◆ Input for this task

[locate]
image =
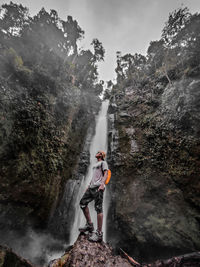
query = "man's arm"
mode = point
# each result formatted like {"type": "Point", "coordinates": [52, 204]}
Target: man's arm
{"type": "Point", "coordinates": [102, 186]}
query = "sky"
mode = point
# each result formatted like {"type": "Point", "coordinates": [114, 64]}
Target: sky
{"type": "Point", "coordinates": [121, 25]}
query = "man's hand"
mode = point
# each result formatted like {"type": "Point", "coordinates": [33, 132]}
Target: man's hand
{"type": "Point", "coordinates": [101, 187]}
{"type": "Point", "coordinates": [86, 189]}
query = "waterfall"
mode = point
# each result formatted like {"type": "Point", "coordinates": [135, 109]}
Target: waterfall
{"type": "Point", "coordinates": [99, 142]}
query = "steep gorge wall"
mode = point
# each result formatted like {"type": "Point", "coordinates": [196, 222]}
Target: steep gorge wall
{"type": "Point", "coordinates": [41, 138]}
{"type": "Point", "coordinates": [154, 157]}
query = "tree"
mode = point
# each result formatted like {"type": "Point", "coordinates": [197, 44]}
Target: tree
{"type": "Point", "coordinates": [72, 32]}
{"type": "Point", "coordinates": [177, 21]}
{"type": "Point", "coordinates": [99, 51]}
{"type": "Point", "coordinates": [13, 18]}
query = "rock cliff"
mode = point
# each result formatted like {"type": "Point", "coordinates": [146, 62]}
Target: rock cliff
{"type": "Point", "coordinates": [154, 157]}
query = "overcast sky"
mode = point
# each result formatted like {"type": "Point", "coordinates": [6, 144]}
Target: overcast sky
{"type": "Point", "coordinates": [121, 25]}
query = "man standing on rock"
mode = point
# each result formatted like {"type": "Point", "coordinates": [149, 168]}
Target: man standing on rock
{"type": "Point", "coordinates": [95, 192]}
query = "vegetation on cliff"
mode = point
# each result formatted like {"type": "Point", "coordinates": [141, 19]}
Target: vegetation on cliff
{"type": "Point", "coordinates": [154, 146]}
{"type": "Point", "coordinates": [48, 94]}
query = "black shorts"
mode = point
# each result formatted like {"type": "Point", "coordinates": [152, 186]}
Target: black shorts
{"type": "Point", "coordinates": [93, 194]}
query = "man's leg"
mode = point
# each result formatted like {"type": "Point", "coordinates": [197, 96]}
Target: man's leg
{"type": "Point", "coordinates": [99, 221]}
{"type": "Point", "coordinates": [87, 197]}
{"type": "Point", "coordinates": [98, 235]}
{"type": "Point", "coordinates": [86, 212]}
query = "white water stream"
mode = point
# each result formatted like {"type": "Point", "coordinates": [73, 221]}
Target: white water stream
{"type": "Point", "coordinates": [99, 142]}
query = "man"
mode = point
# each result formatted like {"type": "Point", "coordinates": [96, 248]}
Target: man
{"type": "Point", "coordinates": [95, 192]}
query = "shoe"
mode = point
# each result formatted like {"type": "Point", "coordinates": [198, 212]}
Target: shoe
{"type": "Point", "coordinates": [88, 227]}
{"type": "Point", "coordinates": [96, 236]}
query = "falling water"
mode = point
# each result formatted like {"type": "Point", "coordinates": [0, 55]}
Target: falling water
{"type": "Point", "coordinates": [99, 142]}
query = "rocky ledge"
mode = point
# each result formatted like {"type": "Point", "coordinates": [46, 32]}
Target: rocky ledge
{"type": "Point", "coordinates": [9, 259]}
{"type": "Point", "coordinates": [87, 254]}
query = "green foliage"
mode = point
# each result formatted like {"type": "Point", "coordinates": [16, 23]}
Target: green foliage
{"type": "Point", "coordinates": [175, 55]}
{"type": "Point", "coordinates": [48, 95]}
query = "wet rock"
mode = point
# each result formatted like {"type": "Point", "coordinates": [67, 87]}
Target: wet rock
{"type": "Point", "coordinates": [10, 259]}
{"type": "Point", "coordinates": [154, 210]}
{"type": "Point", "coordinates": [86, 254]}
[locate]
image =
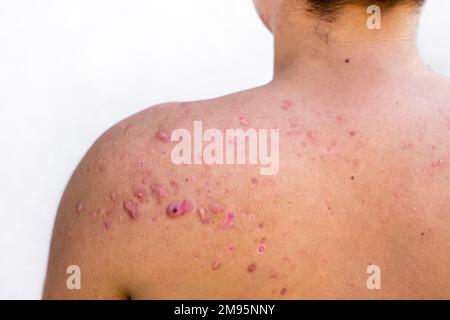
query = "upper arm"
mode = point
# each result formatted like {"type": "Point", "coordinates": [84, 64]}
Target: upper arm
{"type": "Point", "coordinates": [93, 229]}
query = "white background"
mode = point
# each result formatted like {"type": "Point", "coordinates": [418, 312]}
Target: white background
{"type": "Point", "coordinates": [69, 69]}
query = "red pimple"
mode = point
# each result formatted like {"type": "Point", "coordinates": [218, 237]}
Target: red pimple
{"type": "Point", "coordinates": [286, 104]}
{"type": "Point", "coordinates": [163, 136]}
{"type": "Point", "coordinates": [159, 191]}
{"type": "Point", "coordinates": [244, 121]}
{"type": "Point", "coordinates": [140, 194]}
{"type": "Point", "coordinates": [113, 196]}
{"type": "Point", "coordinates": [80, 207]}
{"type": "Point", "coordinates": [261, 248]}
{"type": "Point", "coordinates": [175, 210]}
{"type": "Point", "coordinates": [107, 224]}
{"type": "Point", "coordinates": [229, 219]}
{"type": "Point", "coordinates": [251, 268]}
{"type": "Point", "coordinates": [216, 207]}
{"type": "Point", "coordinates": [439, 164]}
{"type": "Point", "coordinates": [203, 215]}
{"type": "Point", "coordinates": [132, 208]}
{"type": "Point", "coordinates": [216, 265]}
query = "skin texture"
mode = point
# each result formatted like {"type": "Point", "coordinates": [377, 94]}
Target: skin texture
{"type": "Point", "coordinates": [364, 179]}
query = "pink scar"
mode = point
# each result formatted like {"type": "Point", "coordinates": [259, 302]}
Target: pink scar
{"type": "Point", "coordinates": [175, 210]}
{"type": "Point", "coordinates": [132, 208]}
{"type": "Point", "coordinates": [107, 224]}
{"type": "Point", "coordinates": [159, 191]}
{"type": "Point", "coordinates": [286, 104]}
{"type": "Point", "coordinates": [163, 136]}
{"type": "Point", "coordinates": [140, 194]}
{"type": "Point", "coordinates": [203, 215]}
{"type": "Point", "coordinates": [216, 207]}
{"type": "Point", "coordinates": [229, 219]}
{"type": "Point", "coordinates": [80, 208]}
{"type": "Point", "coordinates": [251, 268]}
{"type": "Point", "coordinates": [244, 121]}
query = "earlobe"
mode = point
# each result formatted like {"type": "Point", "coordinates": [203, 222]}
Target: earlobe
{"type": "Point", "coordinates": [263, 7]}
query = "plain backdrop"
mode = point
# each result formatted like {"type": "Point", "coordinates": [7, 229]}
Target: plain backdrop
{"type": "Point", "coordinates": [70, 69]}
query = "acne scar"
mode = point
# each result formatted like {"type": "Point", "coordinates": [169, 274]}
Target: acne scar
{"type": "Point", "coordinates": [80, 207]}
{"type": "Point", "coordinates": [159, 191]}
{"type": "Point", "coordinates": [261, 248]}
{"type": "Point", "coordinates": [175, 210]}
{"type": "Point", "coordinates": [163, 136]}
{"type": "Point", "coordinates": [203, 215]}
{"type": "Point", "coordinates": [229, 219]}
{"type": "Point", "coordinates": [131, 208]}
{"type": "Point", "coordinates": [216, 265]}
{"type": "Point", "coordinates": [251, 268]}
{"type": "Point", "coordinates": [286, 104]}
{"type": "Point", "coordinates": [107, 224]}
{"type": "Point", "coordinates": [216, 207]}
{"type": "Point", "coordinates": [244, 121]}
{"type": "Point", "coordinates": [140, 194]}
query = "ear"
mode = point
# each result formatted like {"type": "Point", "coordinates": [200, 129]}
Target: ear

◆ Problem description
Transcribe all the material exactly; skip every image.

◆ Task result
[locate]
image =
query = "man's arm"
mode = point
# each result formatted like {"type": "Point", "coordinates": [52, 204]}
Target: man's arm
{"type": "Point", "coordinates": [102, 186]}
query = "sky"
mode = point
# each result formatted like {"type": "Point", "coordinates": [114, 64]}
Target: sky
{"type": "Point", "coordinates": [121, 25]}
query = "man's hand"
mode = point
# each result formatted like {"type": "Point", "coordinates": [33, 132]}
Target: man's hand
{"type": "Point", "coordinates": [101, 187]}
{"type": "Point", "coordinates": [86, 189]}
query = "waterfall"
mode = point
# each result formatted like {"type": "Point", "coordinates": [135, 109]}
Target: waterfall
{"type": "Point", "coordinates": [99, 142]}
query = "steep gorge wall"
mode = point
# each result formatted like {"type": "Point", "coordinates": [196, 222]}
Target: steep gorge wall
{"type": "Point", "coordinates": [41, 138]}
{"type": "Point", "coordinates": [154, 157]}
query = "tree"
mode = point
# each result formatted like {"type": "Point", "coordinates": [197, 44]}
Target: tree
{"type": "Point", "coordinates": [72, 32]}
{"type": "Point", "coordinates": [177, 21]}
{"type": "Point", "coordinates": [99, 51]}
{"type": "Point", "coordinates": [13, 18]}
query = "rock cliff"
mode = point
# each result formatted like {"type": "Point", "coordinates": [146, 62]}
Target: rock cliff
{"type": "Point", "coordinates": [154, 157]}
query = "overcast sky"
mode = point
# each result formatted like {"type": "Point", "coordinates": [6, 144]}
Target: overcast sky
{"type": "Point", "coordinates": [121, 25]}
query = "man standing on rock"
mode = point
# each result formatted like {"type": "Point", "coordinates": [149, 168]}
Target: man standing on rock
{"type": "Point", "coordinates": [95, 192]}
query = "vegetation on cliff"
mode = point
# each result formatted like {"type": "Point", "coordinates": [141, 19]}
Target: vegetation on cliff
{"type": "Point", "coordinates": [154, 146]}
{"type": "Point", "coordinates": [48, 94]}
query = "black shorts"
mode = point
# each result formatted like {"type": "Point", "coordinates": [152, 186]}
Target: black shorts
{"type": "Point", "coordinates": [93, 194]}
query = "man's leg"
mode = point
# each result formatted like {"type": "Point", "coordinates": [197, 96]}
Target: man's leg
{"type": "Point", "coordinates": [99, 221]}
{"type": "Point", "coordinates": [87, 197]}
{"type": "Point", "coordinates": [98, 235]}
{"type": "Point", "coordinates": [86, 212]}
query = "white water stream"
mode = point
# each result formatted like {"type": "Point", "coordinates": [73, 221]}
Target: white water stream
{"type": "Point", "coordinates": [99, 142]}
query = "man"
mode = point
# each result formatted like {"type": "Point", "coordinates": [96, 248]}
Target: man
{"type": "Point", "coordinates": [95, 192]}
query = "shoe"
mode = point
# each result formatted like {"type": "Point", "coordinates": [198, 212]}
Target: shoe
{"type": "Point", "coordinates": [88, 227]}
{"type": "Point", "coordinates": [96, 236]}
query = "falling water"
mode = point
# each result formatted like {"type": "Point", "coordinates": [0, 55]}
Target: falling water
{"type": "Point", "coordinates": [99, 142]}
query = "rocky ledge"
mode = point
# each result formatted like {"type": "Point", "coordinates": [46, 32]}
Target: rocky ledge
{"type": "Point", "coordinates": [9, 259]}
{"type": "Point", "coordinates": [87, 254]}
query = "green foliage"
mode = point
# each result formatted like {"type": "Point", "coordinates": [16, 23]}
Target: green foliage
{"type": "Point", "coordinates": [175, 55]}
{"type": "Point", "coordinates": [48, 95]}
query = "wet rock"
mode = point
# each result formatted like {"type": "Point", "coordinates": [67, 87]}
Target: wet rock
{"type": "Point", "coordinates": [10, 259]}
{"type": "Point", "coordinates": [154, 210]}
{"type": "Point", "coordinates": [86, 254]}
[locate]
image =
query = "upper arm"
mode = point
# each result formatted like {"type": "Point", "coordinates": [84, 64]}
Target: upper arm
{"type": "Point", "coordinates": [93, 229]}
query = "white background"
mode = point
# each result formatted like {"type": "Point", "coordinates": [418, 312]}
Target: white background
{"type": "Point", "coordinates": [69, 69]}
query = "red pimple"
mode = point
# each result formatted like {"type": "Point", "coordinates": [218, 237]}
Target: red pimple
{"type": "Point", "coordinates": [286, 104]}
{"type": "Point", "coordinates": [163, 136]}
{"type": "Point", "coordinates": [159, 191]}
{"type": "Point", "coordinates": [244, 121]}
{"type": "Point", "coordinates": [140, 194]}
{"type": "Point", "coordinates": [113, 196]}
{"type": "Point", "coordinates": [80, 207]}
{"type": "Point", "coordinates": [261, 248]}
{"type": "Point", "coordinates": [175, 210]}
{"type": "Point", "coordinates": [107, 224]}
{"type": "Point", "coordinates": [229, 219]}
{"type": "Point", "coordinates": [251, 268]}
{"type": "Point", "coordinates": [216, 207]}
{"type": "Point", "coordinates": [439, 164]}
{"type": "Point", "coordinates": [203, 215]}
{"type": "Point", "coordinates": [132, 208]}
{"type": "Point", "coordinates": [216, 265]}
query = "skin texture"
mode = point
# each result formatted like {"type": "Point", "coordinates": [377, 94]}
Target: skin texture
{"type": "Point", "coordinates": [364, 179]}
query = "pink scar"
mode = point
# each result formatted like {"type": "Point", "coordinates": [259, 302]}
Target: pink scar
{"type": "Point", "coordinates": [175, 210]}
{"type": "Point", "coordinates": [132, 208]}
{"type": "Point", "coordinates": [107, 224]}
{"type": "Point", "coordinates": [159, 191]}
{"type": "Point", "coordinates": [286, 104]}
{"type": "Point", "coordinates": [163, 136]}
{"type": "Point", "coordinates": [140, 194]}
{"type": "Point", "coordinates": [203, 215]}
{"type": "Point", "coordinates": [216, 207]}
{"type": "Point", "coordinates": [229, 219]}
{"type": "Point", "coordinates": [80, 208]}
{"type": "Point", "coordinates": [251, 268]}
{"type": "Point", "coordinates": [244, 121]}
query = "earlobe"
mode = point
# each result formatted like {"type": "Point", "coordinates": [203, 222]}
Target: earlobe
{"type": "Point", "coordinates": [263, 7]}
query = "plain backdrop"
mode = point
# each result formatted like {"type": "Point", "coordinates": [7, 229]}
Target: plain backdrop
{"type": "Point", "coordinates": [70, 69]}
query = "acne scar"
mode = point
# each result formatted like {"type": "Point", "coordinates": [169, 274]}
Target: acne scar
{"type": "Point", "coordinates": [80, 207]}
{"type": "Point", "coordinates": [159, 191]}
{"type": "Point", "coordinates": [261, 248]}
{"type": "Point", "coordinates": [175, 210]}
{"type": "Point", "coordinates": [163, 136]}
{"type": "Point", "coordinates": [203, 215]}
{"type": "Point", "coordinates": [229, 219]}
{"type": "Point", "coordinates": [131, 208]}
{"type": "Point", "coordinates": [216, 265]}
{"type": "Point", "coordinates": [251, 268]}
{"type": "Point", "coordinates": [286, 104]}
{"type": "Point", "coordinates": [107, 224]}
{"type": "Point", "coordinates": [216, 207]}
{"type": "Point", "coordinates": [244, 121]}
{"type": "Point", "coordinates": [140, 194]}
query = "ear"
mode = point
# each result formatted like {"type": "Point", "coordinates": [200, 129]}
Target: ear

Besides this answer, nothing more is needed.